**Records from a dataset:**
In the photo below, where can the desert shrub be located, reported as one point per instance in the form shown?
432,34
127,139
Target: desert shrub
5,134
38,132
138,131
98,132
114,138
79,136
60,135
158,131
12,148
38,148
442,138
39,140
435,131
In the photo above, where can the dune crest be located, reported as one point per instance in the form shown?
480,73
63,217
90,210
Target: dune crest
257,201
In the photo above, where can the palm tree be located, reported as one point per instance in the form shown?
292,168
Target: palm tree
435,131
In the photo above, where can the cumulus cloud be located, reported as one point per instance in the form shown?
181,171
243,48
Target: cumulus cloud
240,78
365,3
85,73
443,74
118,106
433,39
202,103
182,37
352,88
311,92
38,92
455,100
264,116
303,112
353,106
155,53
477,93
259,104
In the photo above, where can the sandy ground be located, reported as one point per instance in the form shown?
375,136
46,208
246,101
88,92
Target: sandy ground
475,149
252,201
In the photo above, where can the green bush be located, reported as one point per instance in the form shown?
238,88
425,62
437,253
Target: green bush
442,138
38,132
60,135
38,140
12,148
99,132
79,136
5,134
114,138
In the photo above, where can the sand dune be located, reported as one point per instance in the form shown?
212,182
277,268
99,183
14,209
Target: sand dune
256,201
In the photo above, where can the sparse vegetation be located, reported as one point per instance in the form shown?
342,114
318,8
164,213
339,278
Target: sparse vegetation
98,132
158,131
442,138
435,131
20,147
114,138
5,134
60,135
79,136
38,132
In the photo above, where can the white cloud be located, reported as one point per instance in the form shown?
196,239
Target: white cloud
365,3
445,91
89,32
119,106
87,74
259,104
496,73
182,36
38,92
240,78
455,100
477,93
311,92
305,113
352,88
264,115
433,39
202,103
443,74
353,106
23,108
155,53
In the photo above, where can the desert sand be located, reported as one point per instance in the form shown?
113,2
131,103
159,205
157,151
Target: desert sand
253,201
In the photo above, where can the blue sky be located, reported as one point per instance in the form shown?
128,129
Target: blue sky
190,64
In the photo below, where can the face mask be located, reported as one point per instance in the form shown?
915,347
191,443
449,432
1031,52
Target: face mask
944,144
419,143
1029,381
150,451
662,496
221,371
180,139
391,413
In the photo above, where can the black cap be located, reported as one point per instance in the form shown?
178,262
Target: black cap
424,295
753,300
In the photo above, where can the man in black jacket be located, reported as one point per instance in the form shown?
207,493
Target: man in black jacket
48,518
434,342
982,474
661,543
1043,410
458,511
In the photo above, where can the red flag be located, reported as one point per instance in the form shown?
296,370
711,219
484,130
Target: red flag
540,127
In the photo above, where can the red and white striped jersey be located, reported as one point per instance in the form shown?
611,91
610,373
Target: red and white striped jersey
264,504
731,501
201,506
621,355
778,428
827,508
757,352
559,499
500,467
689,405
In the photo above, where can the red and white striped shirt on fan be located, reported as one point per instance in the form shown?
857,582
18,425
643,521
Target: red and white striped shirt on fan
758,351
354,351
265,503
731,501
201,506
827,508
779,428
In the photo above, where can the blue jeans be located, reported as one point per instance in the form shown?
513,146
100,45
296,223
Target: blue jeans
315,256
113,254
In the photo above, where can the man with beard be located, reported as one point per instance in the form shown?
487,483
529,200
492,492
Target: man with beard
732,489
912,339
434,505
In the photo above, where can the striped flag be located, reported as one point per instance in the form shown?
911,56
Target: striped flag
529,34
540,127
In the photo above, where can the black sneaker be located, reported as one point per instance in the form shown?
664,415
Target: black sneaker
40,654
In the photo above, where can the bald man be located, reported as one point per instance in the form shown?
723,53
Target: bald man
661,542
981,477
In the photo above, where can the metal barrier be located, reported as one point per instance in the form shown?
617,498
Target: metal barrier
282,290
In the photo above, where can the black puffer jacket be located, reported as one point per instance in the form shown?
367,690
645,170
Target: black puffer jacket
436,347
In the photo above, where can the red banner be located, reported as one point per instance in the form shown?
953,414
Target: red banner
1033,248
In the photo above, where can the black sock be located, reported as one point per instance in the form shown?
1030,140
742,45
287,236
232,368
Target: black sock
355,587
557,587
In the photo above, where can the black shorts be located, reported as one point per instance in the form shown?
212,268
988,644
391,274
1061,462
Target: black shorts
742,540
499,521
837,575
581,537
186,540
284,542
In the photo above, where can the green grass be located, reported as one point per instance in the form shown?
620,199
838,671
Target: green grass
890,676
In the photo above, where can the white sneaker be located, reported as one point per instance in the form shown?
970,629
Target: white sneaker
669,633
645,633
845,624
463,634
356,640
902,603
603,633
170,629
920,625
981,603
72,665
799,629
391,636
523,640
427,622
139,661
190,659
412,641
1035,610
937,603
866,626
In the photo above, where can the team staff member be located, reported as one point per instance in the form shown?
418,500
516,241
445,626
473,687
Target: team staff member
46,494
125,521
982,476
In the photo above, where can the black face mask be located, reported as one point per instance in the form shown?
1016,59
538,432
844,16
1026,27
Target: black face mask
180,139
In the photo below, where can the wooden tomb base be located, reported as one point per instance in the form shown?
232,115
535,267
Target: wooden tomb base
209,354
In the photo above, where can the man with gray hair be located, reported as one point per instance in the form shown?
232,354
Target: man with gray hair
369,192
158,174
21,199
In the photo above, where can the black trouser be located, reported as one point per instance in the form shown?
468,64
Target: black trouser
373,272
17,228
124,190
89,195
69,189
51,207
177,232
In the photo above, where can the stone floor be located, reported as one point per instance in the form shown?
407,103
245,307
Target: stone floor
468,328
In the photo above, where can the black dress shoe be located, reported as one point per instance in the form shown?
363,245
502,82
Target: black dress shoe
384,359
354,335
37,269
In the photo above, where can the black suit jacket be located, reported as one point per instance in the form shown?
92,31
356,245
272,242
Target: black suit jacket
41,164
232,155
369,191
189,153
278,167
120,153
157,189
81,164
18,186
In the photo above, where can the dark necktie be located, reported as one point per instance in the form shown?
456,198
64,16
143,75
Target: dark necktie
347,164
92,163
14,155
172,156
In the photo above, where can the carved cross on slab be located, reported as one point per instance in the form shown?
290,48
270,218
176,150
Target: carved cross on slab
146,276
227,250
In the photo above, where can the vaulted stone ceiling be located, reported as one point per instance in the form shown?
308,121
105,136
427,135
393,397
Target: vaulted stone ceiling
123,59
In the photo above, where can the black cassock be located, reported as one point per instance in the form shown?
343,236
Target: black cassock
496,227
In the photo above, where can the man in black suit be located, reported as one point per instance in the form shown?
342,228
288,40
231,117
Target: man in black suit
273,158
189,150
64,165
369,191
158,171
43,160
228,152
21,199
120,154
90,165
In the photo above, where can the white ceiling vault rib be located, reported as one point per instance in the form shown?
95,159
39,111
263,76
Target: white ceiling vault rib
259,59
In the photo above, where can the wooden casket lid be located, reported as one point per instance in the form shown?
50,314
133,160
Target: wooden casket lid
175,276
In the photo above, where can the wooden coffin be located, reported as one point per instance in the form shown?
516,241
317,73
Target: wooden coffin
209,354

**SET EXERCISE:**
Return, word for word, each line from the line that contains "In the photo above, where can the white ceiling" to the end of the listing above; include both end lines and nothing else.

**CORRECT RESPONSE:**
In the photo above, where can the white ceiling vault rib be located, reported as one point per instance in the form shown?
95,159
39,111
263,76
Target: white ceiling vault rib
259,59
In the photo above, where can the wooden casket lid be located, reported as one point per instance in the form shown?
50,314
133,160
Target: wooden casket lid
175,276
In the photo above, where can the wooden coffin be located, reported as one point per instance in the form shown?
516,241
317,73
Target: wooden coffin
209,354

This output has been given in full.